PROBLEM REQUIREMENTS: Verbatim copy, images excluded: write out each record shown below.

DATASET EXTRACT:

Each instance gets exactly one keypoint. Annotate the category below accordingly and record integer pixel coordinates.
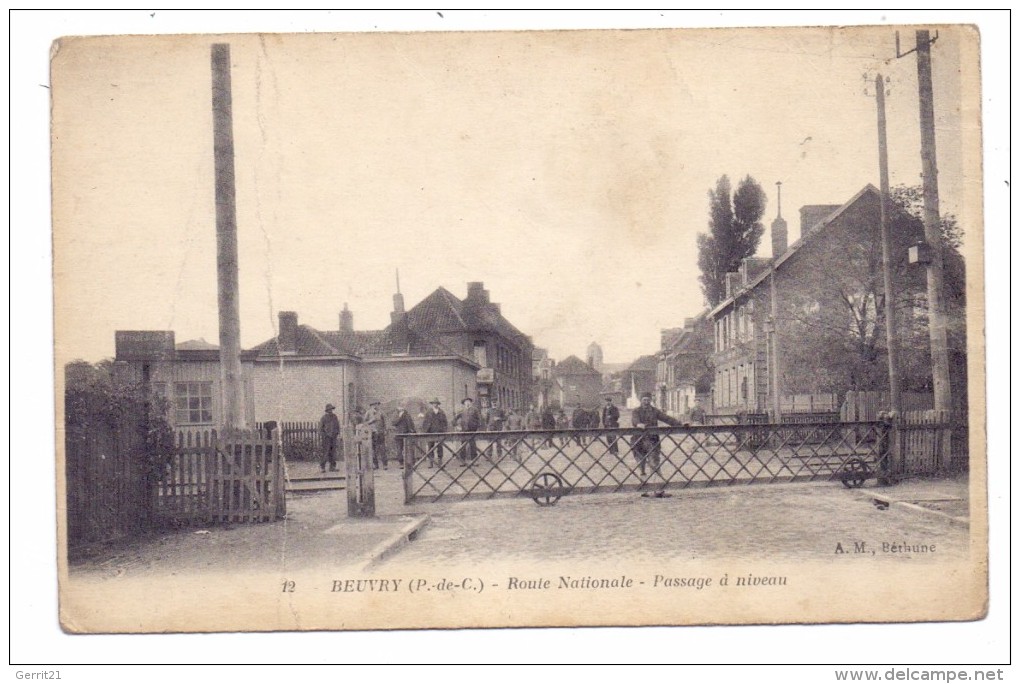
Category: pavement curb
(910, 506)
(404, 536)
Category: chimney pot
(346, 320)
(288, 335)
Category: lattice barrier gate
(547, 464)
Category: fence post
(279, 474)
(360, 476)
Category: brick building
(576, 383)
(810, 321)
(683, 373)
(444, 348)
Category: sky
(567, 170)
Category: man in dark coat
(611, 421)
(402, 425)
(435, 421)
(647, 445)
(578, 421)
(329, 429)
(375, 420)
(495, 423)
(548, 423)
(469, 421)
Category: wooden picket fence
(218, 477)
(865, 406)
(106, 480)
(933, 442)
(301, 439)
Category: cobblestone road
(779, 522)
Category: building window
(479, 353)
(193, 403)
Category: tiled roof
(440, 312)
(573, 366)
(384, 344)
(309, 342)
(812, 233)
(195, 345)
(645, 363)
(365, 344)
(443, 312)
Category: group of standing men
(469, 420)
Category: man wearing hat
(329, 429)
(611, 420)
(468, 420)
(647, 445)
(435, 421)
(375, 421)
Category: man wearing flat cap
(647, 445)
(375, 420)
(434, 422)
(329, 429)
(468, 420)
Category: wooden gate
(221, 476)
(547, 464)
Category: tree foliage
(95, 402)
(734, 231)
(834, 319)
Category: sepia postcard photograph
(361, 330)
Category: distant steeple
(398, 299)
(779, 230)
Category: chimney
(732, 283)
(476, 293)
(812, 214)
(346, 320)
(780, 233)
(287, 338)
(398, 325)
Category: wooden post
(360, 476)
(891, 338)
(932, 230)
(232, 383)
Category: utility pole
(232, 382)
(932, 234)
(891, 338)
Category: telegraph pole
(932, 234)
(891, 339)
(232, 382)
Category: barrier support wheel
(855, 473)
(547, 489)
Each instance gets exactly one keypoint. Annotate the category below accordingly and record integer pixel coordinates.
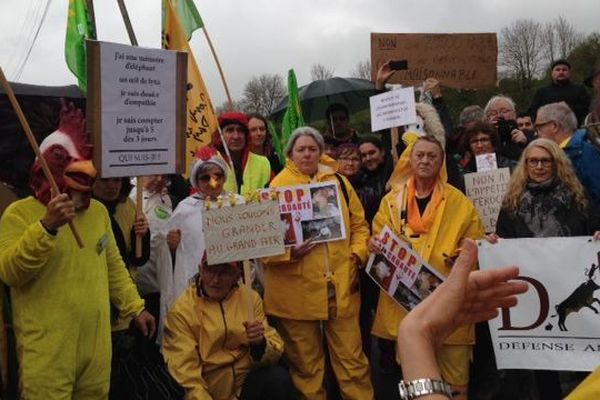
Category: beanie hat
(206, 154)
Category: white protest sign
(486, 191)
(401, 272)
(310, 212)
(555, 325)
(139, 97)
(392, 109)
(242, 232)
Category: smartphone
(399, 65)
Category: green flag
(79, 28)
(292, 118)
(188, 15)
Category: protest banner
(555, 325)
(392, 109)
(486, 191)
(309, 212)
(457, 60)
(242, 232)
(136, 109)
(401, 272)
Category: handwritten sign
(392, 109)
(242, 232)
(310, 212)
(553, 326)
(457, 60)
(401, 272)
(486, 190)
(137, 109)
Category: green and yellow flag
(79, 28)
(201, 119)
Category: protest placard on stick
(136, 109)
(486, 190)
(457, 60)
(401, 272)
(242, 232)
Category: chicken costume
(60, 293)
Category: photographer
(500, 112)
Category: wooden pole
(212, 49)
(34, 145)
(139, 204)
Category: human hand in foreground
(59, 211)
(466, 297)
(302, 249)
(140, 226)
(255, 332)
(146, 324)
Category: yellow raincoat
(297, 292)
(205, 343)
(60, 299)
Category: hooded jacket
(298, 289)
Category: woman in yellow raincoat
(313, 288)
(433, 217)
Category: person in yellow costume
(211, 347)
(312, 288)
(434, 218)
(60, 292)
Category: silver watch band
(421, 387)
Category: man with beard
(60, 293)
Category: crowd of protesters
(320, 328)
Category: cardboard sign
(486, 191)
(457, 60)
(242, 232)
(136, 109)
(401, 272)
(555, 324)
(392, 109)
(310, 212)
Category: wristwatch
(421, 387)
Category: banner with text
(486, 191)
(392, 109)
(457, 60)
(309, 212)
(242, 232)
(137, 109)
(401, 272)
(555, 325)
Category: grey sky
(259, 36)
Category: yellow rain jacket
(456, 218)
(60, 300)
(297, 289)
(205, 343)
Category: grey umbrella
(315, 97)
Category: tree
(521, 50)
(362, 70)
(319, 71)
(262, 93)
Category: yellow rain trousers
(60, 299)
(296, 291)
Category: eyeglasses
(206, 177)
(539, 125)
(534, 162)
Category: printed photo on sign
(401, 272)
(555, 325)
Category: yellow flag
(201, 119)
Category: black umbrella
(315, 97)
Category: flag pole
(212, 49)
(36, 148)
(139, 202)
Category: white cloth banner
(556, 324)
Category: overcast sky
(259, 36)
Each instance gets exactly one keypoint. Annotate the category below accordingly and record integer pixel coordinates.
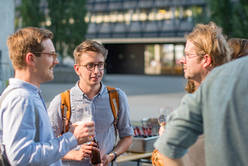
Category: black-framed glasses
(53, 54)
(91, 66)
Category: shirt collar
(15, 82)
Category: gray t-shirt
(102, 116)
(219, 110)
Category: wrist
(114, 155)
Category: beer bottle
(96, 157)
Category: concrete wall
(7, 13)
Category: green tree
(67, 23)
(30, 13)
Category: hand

EXERCISE ANSWER:
Each instance gets exactly one keypoint. Annotate the category below accordingly and record integer pixel coordinates.
Category: pavement curb
(910, 506)
(404, 536)
Category: chimney pot
(346, 320)
(288, 335)
Category: lattice barrier gate
(547, 464)
Category: fence post
(279, 474)
(360, 476)
Category: brick building
(576, 383)
(810, 321)
(683, 373)
(444, 348)
Category: sky
(567, 170)
Category: man in dark coat
(611, 421)
(402, 425)
(435, 421)
(647, 445)
(578, 421)
(329, 429)
(375, 420)
(495, 423)
(548, 423)
(469, 421)
Category: wooden picket fence
(218, 477)
(865, 406)
(106, 480)
(933, 442)
(301, 439)
Category: cobblestone road
(779, 522)
Category: building window
(479, 353)
(193, 403)
Category: tiled roof
(440, 312)
(573, 366)
(384, 344)
(309, 342)
(812, 233)
(195, 345)
(645, 363)
(365, 344)
(443, 312)
Category: group of standing men
(469, 420)
Category: man wearing hat
(329, 429)
(611, 420)
(468, 420)
(647, 445)
(435, 421)
(375, 421)
Category: man wearing flat cap
(647, 445)
(375, 420)
(434, 422)
(329, 429)
(468, 420)
Category: wooden gate
(221, 476)
(547, 464)
Category: tree foliage
(95, 402)
(734, 231)
(834, 319)
Category: sepia postcard photograph
(361, 330)
Category: distant steeple
(398, 299)
(779, 230)
Category: chimney
(732, 283)
(476, 293)
(812, 214)
(346, 320)
(780, 233)
(287, 338)
(398, 325)
Category: wooden post
(360, 476)
(891, 338)
(932, 230)
(232, 383)
Category: utility pole
(232, 382)
(932, 234)
(891, 338)
Category: telegraph pole
(932, 234)
(891, 339)
(232, 382)
Category: barrier support wheel
(855, 473)
(547, 489)
Each instance gets exactly one keypoint. Annotate the category below accordingly and record integer pixel coordinates.
Category: beanie hat
(206, 154)
Category: white protest sign
(486, 191)
(401, 272)
(310, 212)
(555, 325)
(139, 97)
(392, 109)
(242, 232)
Category: smartphone
(399, 65)
Category: green flag
(79, 28)
(292, 118)
(188, 15)
Category: protest banner
(555, 325)
(392, 109)
(486, 191)
(309, 212)
(457, 60)
(242, 232)
(136, 109)
(401, 272)
Category: handwritten sign
(392, 109)
(242, 232)
(310, 212)
(553, 326)
(457, 60)
(401, 272)
(486, 190)
(137, 109)
Category: green and yellow flag
(79, 28)
(201, 119)
Category: protest placard on stick
(136, 109)
(486, 190)
(457, 60)
(401, 272)
(242, 232)
Category: chicken costume
(60, 293)
Category: photographer
(500, 112)
Category: wooden pole
(212, 49)
(34, 145)
(139, 204)
Category: human hand in foreground
(59, 211)
(466, 297)
(302, 249)
(140, 226)
(255, 332)
(146, 324)
Category: yellow raincoat
(297, 292)
(205, 343)
(60, 299)
Category: hooded jacket
(298, 289)
Category: woman in yellow raincoat
(313, 288)
(433, 217)
Category: person in yellow costume
(211, 347)
(312, 288)
(434, 218)
(60, 292)
Category: silver watch band
(421, 387)
Category: man with beard
(60, 293)
Category: crowd of protesters
(320, 328)
Category: cardboard sign
(486, 191)
(457, 60)
(242, 232)
(136, 109)
(401, 272)
(555, 324)
(392, 109)
(310, 212)
Category: wristwatch
(421, 387)
Category: banner with text
(486, 191)
(392, 109)
(457, 60)
(309, 212)
(242, 232)
(137, 109)
(401, 272)
(555, 325)
Category: grey sky
(259, 36)
Category: yellow rain jacket
(456, 218)
(60, 300)
(297, 289)
(205, 343)
Category: grey umbrella
(315, 97)
Category: tree
(521, 50)
(362, 70)
(319, 71)
(262, 93)
Category: yellow rain trousers
(60, 299)
(296, 291)
Category: eyeglasses
(206, 177)
(539, 125)
(534, 162)
Category: printed photo on sign
(401, 272)
(555, 325)
Category: yellow flag
(201, 119)
Category: black umbrella
(315, 97)
Category: flag pole
(212, 49)
(36, 148)
(139, 202)
Category: white cloth banner
(556, 324)
Category: overcast sky
(259, 36)
Each instance gets exactly one keypoint. Annotate the category below accordingly and record integer pixel coordinates.
Category: black-framed glasses
(53, 54)
(91, 66)
Category: shirt collar
(15, 82)
Category: gray t-shirt
(102, 116)
(219, 110)
Category: wrist
(114, 155)
Category: beer bottle
(96, 157)
Category: concrete wall
(7, 13)
Category: green tree
(67, 23)
(30, 13)
Category: hand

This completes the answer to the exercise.